Directive: Copy the records from the beginning through the line containing "box: [4, 215, 404, 1025]", putting "points" in place of every "clicks" and leaving everything else as it is.

----------------------------------------

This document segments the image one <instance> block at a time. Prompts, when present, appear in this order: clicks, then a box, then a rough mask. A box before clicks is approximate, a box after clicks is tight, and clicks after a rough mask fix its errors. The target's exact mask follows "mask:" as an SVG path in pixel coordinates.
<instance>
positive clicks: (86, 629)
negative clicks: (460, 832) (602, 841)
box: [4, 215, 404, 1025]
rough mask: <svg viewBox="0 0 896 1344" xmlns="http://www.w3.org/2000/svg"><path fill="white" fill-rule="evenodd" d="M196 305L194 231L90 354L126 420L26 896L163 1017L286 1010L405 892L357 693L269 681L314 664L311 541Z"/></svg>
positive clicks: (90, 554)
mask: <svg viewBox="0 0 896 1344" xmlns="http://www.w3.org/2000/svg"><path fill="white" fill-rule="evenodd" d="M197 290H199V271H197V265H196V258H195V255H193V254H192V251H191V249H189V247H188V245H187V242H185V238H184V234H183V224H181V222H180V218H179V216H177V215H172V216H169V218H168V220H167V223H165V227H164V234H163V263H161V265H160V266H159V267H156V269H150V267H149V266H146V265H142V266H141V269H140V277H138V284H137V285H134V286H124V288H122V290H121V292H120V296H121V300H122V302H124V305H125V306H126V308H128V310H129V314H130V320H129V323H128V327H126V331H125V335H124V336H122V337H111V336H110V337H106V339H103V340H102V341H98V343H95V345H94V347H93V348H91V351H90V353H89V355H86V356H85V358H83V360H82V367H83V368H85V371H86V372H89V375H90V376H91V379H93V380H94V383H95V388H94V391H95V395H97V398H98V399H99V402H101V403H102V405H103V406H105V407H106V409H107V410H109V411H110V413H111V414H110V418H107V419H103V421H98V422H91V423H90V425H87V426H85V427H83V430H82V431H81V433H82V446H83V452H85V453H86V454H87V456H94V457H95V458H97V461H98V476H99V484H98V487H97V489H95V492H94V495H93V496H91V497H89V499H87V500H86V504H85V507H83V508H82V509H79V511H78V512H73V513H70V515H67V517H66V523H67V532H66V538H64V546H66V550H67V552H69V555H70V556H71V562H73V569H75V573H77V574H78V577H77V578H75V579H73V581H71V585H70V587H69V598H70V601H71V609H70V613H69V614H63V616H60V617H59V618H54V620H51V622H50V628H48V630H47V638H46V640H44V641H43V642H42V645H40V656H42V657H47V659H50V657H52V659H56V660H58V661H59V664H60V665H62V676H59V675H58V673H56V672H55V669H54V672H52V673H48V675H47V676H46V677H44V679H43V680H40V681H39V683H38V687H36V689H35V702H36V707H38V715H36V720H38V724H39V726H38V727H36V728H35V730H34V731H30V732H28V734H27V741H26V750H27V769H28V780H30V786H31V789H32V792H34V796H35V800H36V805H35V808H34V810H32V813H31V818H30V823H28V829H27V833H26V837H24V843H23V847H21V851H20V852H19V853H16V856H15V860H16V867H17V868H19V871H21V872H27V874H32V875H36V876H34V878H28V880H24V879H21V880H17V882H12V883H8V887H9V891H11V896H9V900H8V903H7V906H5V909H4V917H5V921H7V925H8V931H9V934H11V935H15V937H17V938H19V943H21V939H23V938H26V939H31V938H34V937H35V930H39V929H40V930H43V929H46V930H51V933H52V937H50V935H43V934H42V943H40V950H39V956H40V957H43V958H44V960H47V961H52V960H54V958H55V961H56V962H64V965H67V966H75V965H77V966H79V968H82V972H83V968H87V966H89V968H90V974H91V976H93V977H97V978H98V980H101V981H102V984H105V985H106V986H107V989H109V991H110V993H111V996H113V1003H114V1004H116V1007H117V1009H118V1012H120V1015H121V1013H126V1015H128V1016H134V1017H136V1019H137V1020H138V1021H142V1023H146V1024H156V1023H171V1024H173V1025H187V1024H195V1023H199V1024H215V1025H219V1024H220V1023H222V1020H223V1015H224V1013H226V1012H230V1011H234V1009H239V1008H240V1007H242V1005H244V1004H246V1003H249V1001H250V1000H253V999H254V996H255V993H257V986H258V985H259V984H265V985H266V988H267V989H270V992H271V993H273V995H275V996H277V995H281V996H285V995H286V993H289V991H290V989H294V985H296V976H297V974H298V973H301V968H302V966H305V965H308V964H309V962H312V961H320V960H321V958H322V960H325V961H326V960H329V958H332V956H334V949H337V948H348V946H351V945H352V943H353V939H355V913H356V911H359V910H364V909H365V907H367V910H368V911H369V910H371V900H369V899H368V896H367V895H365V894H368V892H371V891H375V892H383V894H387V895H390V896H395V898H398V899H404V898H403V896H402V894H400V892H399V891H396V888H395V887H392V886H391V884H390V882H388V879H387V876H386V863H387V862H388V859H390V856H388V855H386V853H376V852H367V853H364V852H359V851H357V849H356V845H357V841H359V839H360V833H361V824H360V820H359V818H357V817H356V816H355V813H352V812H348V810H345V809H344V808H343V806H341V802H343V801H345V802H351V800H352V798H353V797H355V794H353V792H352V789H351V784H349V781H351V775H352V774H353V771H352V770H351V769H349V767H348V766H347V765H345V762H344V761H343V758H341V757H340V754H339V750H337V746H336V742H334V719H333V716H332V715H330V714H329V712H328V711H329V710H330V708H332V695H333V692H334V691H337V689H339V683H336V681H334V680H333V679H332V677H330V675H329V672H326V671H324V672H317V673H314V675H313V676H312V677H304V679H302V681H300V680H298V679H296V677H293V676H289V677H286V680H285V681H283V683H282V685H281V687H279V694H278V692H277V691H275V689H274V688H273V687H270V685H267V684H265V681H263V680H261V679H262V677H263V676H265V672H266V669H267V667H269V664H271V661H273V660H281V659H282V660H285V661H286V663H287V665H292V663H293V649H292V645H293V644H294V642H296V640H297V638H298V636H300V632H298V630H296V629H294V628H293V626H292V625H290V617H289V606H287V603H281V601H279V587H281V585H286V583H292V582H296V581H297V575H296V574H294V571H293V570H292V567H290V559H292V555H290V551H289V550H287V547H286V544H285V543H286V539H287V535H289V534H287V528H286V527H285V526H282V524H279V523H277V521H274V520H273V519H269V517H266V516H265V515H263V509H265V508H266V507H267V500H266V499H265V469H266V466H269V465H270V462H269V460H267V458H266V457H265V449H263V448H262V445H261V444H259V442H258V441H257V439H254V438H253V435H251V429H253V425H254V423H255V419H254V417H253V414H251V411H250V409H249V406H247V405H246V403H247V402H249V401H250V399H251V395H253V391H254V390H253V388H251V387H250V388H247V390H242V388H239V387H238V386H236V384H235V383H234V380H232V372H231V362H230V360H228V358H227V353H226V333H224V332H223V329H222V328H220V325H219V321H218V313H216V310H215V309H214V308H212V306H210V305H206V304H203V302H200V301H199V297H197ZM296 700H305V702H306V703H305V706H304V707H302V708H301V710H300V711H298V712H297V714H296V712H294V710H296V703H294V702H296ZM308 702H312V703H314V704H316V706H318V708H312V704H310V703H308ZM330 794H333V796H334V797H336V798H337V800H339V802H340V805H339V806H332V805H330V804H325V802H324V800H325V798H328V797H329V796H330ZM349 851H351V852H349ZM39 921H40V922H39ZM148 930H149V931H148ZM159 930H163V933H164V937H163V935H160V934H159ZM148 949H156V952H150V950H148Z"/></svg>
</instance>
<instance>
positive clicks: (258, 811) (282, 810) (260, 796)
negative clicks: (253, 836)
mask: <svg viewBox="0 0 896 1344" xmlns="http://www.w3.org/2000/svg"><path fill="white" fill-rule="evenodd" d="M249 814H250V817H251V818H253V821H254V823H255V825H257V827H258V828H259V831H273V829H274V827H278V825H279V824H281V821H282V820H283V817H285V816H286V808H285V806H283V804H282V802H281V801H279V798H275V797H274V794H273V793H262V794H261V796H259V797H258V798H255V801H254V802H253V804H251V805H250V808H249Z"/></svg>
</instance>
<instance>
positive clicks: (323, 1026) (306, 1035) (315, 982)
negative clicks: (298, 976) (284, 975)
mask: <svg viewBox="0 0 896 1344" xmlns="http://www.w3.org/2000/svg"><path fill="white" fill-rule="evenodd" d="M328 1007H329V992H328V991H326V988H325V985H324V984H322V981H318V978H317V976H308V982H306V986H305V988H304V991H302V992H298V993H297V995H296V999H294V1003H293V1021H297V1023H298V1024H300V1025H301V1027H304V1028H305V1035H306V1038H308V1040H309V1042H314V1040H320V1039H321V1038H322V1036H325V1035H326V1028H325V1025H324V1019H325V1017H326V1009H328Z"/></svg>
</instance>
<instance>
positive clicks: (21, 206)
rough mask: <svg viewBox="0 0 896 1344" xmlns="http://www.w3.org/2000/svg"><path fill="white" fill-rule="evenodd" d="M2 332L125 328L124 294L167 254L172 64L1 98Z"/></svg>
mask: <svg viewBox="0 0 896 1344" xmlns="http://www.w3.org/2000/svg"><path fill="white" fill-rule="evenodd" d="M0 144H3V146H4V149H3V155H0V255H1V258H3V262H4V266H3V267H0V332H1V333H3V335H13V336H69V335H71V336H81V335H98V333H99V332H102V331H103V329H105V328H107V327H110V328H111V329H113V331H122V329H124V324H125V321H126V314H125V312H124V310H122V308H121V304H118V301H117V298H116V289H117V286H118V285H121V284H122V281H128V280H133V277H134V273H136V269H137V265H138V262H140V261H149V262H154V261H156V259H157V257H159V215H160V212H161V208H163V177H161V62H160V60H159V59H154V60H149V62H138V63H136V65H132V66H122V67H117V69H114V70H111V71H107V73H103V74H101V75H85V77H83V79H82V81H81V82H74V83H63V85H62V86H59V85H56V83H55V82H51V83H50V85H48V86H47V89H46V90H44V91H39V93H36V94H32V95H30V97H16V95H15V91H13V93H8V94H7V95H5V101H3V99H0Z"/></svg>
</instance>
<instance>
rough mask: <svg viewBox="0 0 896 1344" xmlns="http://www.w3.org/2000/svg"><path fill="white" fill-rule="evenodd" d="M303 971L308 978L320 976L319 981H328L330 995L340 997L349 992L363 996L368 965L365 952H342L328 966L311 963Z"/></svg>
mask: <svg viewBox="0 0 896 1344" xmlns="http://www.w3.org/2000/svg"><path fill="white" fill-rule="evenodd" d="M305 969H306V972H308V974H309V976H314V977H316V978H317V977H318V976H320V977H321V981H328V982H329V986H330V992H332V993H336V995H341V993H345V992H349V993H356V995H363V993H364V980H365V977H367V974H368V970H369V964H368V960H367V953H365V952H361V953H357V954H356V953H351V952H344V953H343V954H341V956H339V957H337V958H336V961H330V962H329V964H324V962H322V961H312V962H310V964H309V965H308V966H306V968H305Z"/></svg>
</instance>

----------------------------------------

Exercise response:
This document segments the image one <instance> block at a time. Prompts, when present, appear in this order: points, then a box, then a rough mask. A box before points is approximate, a box after points is tight, and points after a rough mask fix its errors. The target's exact mask follows "mask:" as an SVG path in pixel coordinates.
<instance>
positive points: (86, 629)
negative points: (460, 832) (602, 841)
box: [4, 215, 404, 1025]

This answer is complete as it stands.